Extract each line in the data that contains the string "yellow".

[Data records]
○ ○ ○ ○ ○
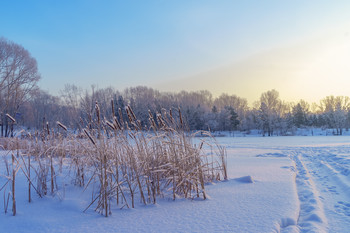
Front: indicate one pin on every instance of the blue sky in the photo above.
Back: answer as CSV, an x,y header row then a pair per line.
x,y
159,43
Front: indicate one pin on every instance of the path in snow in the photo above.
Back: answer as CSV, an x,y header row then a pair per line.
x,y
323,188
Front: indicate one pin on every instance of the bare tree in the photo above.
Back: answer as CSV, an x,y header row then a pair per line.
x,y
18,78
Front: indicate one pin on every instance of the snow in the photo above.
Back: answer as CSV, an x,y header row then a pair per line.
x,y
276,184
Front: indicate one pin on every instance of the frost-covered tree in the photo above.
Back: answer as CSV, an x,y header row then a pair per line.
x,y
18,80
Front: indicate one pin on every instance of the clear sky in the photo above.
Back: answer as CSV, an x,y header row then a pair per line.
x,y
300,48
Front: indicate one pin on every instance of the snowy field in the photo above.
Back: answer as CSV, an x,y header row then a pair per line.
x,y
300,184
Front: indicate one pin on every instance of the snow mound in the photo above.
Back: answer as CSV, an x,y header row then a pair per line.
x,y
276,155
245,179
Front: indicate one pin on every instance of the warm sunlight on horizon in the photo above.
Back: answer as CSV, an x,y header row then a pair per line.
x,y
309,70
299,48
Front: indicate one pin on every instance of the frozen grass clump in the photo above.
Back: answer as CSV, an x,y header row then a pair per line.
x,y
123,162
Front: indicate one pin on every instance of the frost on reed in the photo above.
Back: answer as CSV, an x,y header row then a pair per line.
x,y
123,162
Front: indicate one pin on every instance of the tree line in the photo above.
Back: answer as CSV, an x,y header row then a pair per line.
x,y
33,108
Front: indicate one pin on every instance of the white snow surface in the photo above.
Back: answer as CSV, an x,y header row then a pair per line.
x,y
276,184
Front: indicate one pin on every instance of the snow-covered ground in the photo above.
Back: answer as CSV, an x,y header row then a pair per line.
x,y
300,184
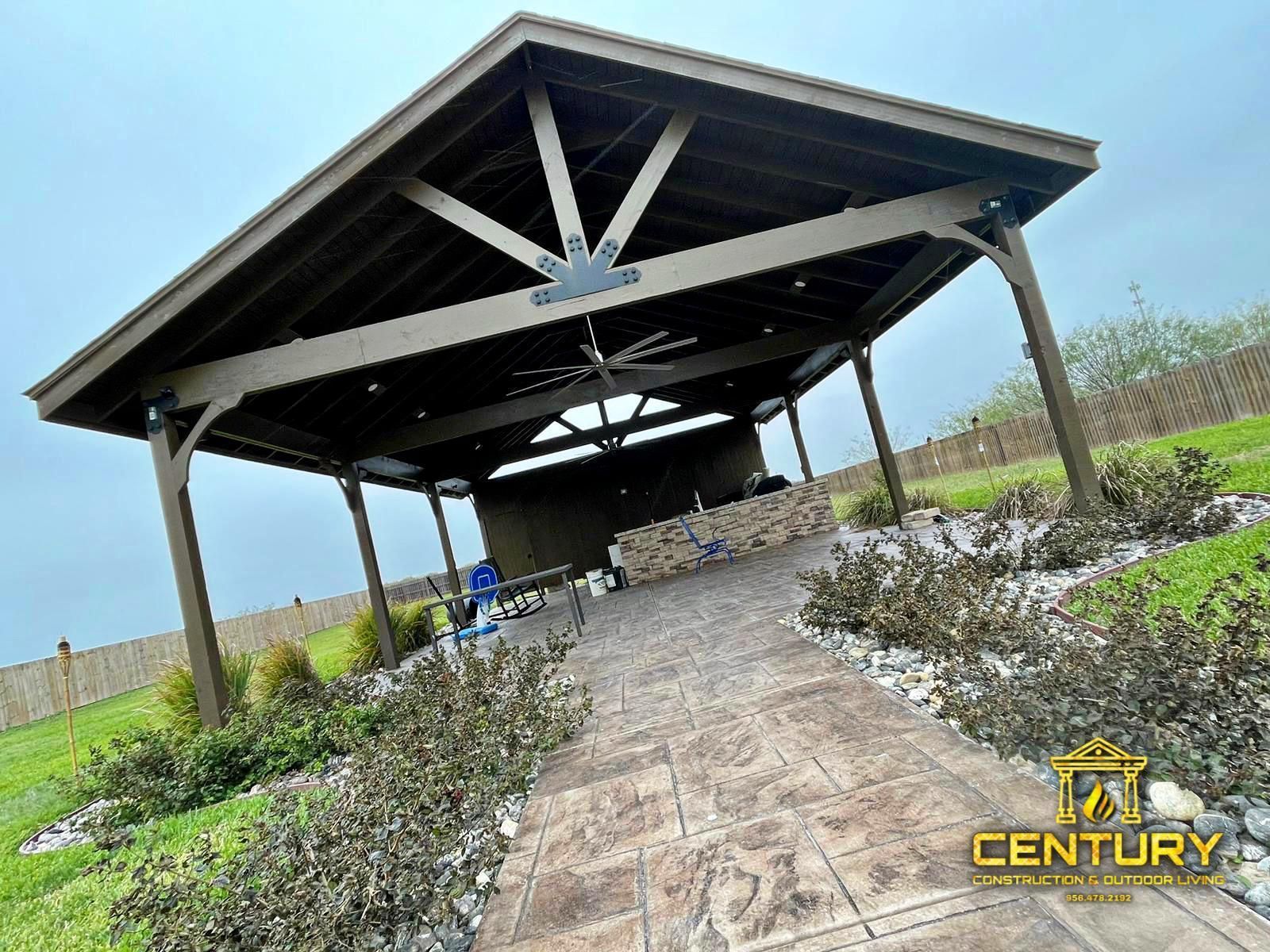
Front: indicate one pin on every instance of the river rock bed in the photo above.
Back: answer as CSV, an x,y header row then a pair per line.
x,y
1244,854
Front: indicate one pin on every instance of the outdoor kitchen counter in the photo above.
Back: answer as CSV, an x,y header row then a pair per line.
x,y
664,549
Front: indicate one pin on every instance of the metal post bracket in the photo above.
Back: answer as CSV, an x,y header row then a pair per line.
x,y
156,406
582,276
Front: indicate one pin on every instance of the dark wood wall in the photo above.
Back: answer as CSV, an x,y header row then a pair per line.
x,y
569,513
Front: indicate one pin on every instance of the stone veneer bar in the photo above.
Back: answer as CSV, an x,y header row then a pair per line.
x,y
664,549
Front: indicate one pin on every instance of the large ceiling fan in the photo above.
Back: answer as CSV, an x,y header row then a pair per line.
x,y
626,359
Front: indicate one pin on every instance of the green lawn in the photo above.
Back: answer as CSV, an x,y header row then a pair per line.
○ ○ ○ ○ ○
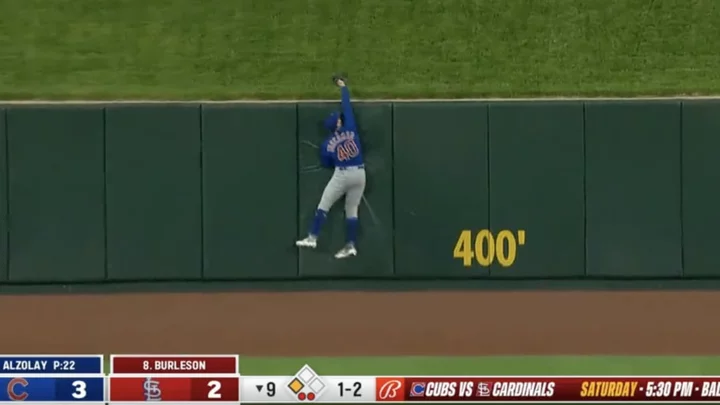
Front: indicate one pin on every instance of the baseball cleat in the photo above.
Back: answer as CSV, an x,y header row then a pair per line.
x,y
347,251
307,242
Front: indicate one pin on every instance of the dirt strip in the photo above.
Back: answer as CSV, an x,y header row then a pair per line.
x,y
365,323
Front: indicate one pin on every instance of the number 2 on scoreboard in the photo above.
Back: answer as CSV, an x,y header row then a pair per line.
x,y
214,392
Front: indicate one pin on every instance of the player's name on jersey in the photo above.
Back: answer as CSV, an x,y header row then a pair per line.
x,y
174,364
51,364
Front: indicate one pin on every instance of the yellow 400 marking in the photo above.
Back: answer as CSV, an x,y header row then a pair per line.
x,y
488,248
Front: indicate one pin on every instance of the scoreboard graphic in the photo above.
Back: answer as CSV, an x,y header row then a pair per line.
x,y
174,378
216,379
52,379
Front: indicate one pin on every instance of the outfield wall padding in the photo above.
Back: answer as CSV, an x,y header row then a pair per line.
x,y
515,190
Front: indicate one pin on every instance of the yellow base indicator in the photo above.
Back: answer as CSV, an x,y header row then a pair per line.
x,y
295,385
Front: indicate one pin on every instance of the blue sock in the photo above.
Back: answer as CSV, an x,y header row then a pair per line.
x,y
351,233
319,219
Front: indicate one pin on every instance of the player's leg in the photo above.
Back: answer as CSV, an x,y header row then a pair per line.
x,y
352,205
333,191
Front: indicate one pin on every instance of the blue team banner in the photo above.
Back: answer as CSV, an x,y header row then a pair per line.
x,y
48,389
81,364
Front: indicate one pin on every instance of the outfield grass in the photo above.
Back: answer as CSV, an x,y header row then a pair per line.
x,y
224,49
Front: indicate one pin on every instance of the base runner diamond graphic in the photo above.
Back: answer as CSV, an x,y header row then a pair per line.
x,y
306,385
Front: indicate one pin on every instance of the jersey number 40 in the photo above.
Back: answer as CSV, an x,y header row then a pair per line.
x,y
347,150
○ ○ ○ ○ ○
## Complete output:
Front: indicate one pin on every instance of the yellow 400 marking in the photo above.
Front: indicate one pin on every instance of the yellow base indicator in the photo above.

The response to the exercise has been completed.